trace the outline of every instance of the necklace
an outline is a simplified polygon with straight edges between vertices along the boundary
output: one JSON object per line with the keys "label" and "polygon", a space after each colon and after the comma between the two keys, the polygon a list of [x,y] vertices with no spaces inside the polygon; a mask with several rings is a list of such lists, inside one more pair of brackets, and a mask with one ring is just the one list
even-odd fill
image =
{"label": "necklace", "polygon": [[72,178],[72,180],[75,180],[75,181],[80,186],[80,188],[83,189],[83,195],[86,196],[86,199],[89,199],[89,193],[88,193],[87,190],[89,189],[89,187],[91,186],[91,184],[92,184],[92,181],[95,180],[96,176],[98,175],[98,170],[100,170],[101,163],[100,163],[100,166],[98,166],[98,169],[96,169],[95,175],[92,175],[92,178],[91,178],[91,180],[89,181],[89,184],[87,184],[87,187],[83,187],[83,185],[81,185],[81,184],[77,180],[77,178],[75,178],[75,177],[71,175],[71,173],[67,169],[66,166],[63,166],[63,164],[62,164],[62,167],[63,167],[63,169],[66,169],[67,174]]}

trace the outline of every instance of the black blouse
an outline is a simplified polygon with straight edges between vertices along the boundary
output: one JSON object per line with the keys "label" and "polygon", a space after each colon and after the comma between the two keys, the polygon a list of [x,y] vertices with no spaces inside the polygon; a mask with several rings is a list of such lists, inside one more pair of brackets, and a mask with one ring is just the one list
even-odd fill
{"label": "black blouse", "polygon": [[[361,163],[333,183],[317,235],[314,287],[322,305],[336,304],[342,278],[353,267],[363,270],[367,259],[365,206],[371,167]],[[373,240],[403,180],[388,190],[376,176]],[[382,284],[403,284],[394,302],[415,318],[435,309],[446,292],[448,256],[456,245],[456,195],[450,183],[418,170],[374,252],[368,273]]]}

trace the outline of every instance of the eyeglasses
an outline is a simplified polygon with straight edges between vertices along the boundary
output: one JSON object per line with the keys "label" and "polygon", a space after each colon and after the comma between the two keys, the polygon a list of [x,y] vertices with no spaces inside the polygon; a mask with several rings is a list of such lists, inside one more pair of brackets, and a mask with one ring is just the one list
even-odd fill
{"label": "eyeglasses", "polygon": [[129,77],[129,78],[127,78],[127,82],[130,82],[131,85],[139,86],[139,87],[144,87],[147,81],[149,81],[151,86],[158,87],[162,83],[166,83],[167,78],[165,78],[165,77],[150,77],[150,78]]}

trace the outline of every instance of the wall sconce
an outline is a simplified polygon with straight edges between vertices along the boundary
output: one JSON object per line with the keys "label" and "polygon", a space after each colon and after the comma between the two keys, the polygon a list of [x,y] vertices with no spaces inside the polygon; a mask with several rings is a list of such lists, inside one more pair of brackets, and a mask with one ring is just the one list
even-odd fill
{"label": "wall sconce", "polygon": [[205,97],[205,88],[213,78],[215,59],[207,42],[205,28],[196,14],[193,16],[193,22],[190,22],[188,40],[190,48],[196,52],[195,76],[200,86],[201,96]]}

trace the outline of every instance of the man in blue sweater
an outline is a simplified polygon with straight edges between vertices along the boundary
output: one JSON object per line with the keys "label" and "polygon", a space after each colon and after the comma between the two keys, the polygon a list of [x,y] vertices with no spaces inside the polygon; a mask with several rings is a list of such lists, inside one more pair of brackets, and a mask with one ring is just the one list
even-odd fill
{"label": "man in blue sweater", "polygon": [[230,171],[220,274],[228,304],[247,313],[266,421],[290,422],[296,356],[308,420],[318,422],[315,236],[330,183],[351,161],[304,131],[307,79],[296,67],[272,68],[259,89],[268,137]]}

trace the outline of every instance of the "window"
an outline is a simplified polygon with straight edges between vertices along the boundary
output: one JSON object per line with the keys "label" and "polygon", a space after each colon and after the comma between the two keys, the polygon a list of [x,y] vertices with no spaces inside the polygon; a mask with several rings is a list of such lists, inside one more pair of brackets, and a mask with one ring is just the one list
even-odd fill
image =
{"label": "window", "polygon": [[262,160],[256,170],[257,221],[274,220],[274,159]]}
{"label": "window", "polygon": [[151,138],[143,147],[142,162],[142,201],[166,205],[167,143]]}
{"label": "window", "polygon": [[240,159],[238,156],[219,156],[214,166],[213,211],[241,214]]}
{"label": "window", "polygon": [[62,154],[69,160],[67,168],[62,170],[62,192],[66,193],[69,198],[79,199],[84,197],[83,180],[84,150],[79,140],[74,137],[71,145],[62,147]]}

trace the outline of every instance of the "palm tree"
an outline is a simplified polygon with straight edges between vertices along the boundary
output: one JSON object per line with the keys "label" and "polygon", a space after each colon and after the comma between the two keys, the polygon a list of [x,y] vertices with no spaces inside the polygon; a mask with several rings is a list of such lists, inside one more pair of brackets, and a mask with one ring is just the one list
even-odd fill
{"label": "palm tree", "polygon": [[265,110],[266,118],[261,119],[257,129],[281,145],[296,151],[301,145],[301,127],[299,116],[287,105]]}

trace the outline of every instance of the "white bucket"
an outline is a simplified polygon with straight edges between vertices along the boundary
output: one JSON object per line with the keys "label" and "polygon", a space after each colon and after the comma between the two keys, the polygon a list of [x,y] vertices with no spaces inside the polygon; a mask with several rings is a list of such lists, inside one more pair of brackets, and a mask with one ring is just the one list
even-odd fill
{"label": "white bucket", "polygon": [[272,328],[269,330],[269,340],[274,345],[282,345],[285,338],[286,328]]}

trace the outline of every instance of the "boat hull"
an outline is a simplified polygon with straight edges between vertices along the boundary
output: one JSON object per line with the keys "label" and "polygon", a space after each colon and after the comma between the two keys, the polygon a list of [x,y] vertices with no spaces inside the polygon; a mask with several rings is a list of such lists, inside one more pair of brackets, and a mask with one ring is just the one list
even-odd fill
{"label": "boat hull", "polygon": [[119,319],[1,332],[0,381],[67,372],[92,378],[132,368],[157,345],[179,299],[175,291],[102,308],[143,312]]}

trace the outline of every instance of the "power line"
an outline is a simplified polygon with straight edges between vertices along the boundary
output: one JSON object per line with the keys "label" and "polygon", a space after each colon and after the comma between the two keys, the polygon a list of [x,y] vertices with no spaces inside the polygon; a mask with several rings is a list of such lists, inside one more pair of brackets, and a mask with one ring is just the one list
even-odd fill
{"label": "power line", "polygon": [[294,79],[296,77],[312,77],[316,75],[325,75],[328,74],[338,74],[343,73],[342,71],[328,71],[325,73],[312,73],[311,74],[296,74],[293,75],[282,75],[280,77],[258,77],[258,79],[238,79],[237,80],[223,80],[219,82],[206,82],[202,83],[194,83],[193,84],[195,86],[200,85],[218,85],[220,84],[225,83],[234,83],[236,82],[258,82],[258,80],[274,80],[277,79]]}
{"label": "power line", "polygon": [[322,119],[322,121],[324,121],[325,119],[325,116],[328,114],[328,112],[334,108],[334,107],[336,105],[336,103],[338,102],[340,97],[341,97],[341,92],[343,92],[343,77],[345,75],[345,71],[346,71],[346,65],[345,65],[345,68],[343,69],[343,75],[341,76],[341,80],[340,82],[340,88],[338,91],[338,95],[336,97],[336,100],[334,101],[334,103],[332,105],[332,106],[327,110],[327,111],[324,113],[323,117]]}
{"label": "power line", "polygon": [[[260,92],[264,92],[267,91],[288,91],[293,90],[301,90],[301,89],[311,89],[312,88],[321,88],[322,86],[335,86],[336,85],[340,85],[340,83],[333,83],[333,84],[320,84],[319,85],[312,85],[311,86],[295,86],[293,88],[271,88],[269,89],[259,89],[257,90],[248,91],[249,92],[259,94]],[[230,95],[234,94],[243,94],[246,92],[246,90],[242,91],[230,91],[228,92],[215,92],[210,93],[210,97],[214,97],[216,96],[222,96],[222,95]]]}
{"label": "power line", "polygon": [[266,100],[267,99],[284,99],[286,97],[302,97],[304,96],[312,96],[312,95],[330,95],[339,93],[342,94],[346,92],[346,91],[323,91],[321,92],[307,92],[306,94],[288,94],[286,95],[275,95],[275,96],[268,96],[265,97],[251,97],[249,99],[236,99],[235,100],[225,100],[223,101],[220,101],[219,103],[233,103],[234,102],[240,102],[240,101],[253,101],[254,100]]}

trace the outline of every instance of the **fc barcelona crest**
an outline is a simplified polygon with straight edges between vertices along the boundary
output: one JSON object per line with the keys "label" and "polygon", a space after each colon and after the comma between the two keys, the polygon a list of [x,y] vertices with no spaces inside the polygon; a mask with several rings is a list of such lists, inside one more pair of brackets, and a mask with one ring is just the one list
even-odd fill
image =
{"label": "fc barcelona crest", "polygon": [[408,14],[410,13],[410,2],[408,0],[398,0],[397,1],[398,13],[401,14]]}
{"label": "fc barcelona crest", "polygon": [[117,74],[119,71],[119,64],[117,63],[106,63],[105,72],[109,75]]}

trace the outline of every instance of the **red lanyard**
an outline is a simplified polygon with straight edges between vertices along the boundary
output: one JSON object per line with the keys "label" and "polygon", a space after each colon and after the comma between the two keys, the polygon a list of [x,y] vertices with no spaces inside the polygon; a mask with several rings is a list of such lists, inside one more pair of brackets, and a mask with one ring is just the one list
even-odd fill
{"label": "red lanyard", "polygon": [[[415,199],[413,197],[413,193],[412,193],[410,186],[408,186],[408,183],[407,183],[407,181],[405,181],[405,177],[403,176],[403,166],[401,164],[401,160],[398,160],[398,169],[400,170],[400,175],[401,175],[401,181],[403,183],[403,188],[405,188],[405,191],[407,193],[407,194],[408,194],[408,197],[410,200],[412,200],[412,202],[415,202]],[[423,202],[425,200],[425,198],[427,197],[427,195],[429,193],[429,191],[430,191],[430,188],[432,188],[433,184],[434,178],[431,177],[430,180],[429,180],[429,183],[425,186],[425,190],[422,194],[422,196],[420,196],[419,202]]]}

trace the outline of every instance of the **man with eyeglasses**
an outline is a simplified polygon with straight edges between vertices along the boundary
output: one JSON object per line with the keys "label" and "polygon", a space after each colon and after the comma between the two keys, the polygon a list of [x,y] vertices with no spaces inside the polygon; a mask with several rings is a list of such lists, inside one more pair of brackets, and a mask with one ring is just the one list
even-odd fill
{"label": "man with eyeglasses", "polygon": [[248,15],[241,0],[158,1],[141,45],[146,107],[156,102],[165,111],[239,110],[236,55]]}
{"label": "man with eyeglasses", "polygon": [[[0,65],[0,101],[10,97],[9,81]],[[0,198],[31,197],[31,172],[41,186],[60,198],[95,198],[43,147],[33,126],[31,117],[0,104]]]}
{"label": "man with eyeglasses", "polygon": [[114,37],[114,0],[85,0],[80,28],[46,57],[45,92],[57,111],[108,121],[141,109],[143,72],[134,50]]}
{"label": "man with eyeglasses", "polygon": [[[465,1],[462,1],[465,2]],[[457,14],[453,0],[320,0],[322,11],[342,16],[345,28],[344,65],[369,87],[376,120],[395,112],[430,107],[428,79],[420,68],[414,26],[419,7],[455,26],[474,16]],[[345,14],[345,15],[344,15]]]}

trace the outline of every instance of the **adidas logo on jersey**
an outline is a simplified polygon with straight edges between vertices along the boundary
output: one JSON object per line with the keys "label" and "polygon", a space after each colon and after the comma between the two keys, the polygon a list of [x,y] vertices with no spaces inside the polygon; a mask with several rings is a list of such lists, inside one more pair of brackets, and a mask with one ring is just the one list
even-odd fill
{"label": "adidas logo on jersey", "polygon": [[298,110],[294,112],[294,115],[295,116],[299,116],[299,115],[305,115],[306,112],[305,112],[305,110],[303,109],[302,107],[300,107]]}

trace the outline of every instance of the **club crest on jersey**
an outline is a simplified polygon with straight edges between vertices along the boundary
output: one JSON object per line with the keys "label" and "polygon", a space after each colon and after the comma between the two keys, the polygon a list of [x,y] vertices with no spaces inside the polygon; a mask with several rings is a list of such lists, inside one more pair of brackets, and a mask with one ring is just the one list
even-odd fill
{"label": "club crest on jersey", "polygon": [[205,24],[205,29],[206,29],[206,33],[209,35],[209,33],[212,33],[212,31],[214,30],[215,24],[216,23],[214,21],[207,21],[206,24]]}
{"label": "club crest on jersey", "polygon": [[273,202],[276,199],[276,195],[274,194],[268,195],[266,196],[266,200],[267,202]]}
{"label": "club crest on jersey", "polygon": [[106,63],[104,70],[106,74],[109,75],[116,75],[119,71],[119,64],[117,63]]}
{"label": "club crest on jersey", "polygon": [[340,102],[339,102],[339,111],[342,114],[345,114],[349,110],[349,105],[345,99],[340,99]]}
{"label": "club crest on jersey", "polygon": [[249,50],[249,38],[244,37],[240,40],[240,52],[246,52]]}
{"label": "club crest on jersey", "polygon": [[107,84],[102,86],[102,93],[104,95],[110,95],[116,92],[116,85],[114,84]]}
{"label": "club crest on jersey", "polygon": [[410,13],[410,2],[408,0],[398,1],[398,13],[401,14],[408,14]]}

# # # # #

• SHORT TASK
How many lines in the items above include the word "bucket"? Reply with the number alone.

• REPLY
2